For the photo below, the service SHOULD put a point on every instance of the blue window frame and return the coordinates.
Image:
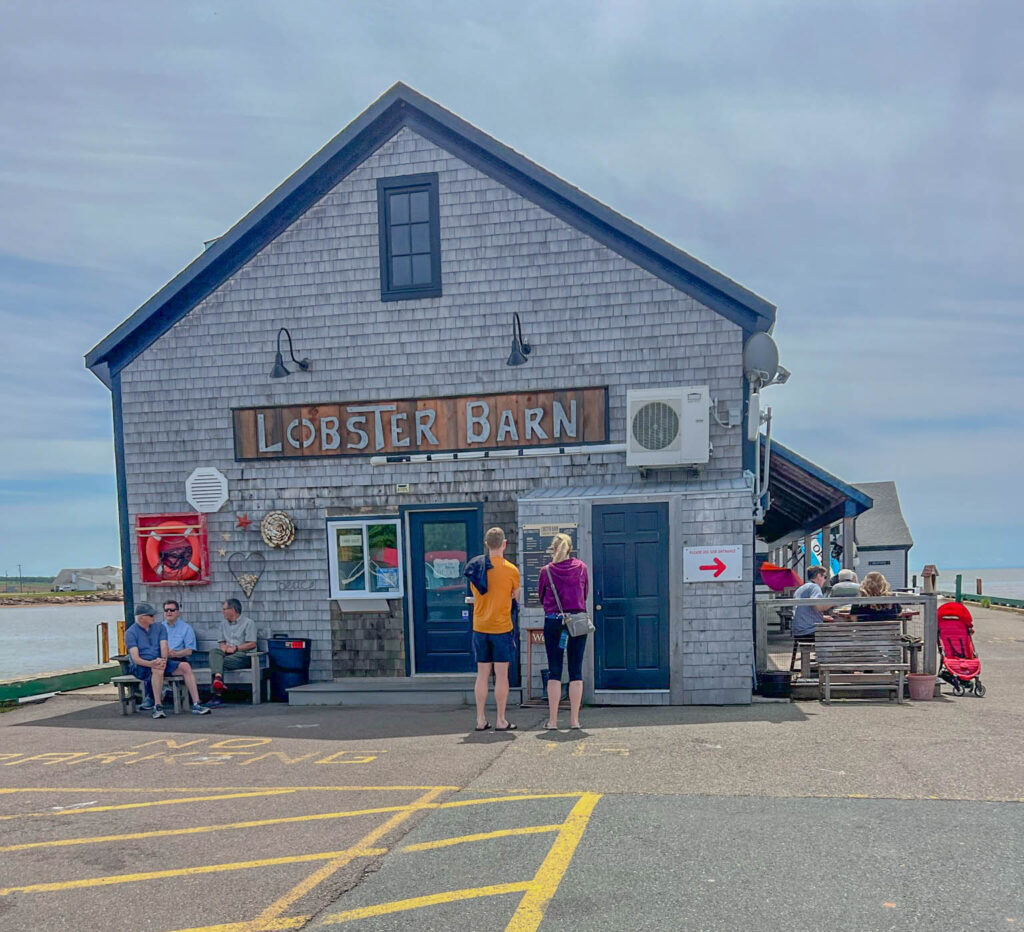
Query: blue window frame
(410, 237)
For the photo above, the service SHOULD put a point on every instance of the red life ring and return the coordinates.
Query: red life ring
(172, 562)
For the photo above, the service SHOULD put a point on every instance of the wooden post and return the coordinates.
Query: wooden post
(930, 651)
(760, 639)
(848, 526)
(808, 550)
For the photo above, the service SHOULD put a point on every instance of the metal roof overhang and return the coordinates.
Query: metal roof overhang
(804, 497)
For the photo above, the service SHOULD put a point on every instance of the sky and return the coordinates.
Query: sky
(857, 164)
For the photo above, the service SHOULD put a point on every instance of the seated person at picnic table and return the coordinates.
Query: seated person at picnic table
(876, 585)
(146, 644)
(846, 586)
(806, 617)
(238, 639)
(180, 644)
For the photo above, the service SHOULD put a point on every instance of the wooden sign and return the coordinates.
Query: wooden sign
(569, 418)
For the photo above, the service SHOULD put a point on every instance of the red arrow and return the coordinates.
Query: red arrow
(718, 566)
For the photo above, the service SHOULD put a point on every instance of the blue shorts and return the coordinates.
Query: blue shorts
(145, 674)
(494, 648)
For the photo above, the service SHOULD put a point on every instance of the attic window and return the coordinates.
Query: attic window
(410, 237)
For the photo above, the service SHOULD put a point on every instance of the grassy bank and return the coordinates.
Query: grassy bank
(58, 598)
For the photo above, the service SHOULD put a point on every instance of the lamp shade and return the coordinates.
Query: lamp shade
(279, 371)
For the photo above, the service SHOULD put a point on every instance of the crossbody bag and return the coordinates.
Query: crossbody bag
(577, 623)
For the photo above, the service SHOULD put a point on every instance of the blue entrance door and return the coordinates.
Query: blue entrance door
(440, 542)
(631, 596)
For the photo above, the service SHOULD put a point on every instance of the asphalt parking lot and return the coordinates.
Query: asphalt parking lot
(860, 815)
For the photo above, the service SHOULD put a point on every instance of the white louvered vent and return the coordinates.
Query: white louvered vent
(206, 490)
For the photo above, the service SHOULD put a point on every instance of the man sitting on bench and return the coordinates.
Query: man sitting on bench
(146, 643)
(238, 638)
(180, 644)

★ ★ ★ ★

EXERCISE DESCRIPTION
Reproduce, word for word, every line from the one containing "vent and return the coordinates." through the end of the records.

SOLVED PROBLEM
For the photo above, the service SHOULD put a point on every instance of the white louvered vent and return the coordinates.
Query: white louvered vent
(206, 490)
For the photo above, the service SHOULD put a point on every instance of the man sitting on bench and return the coordinates.
Query: man sitting on bench
(146, 643)
(238, 638)
(180, 644)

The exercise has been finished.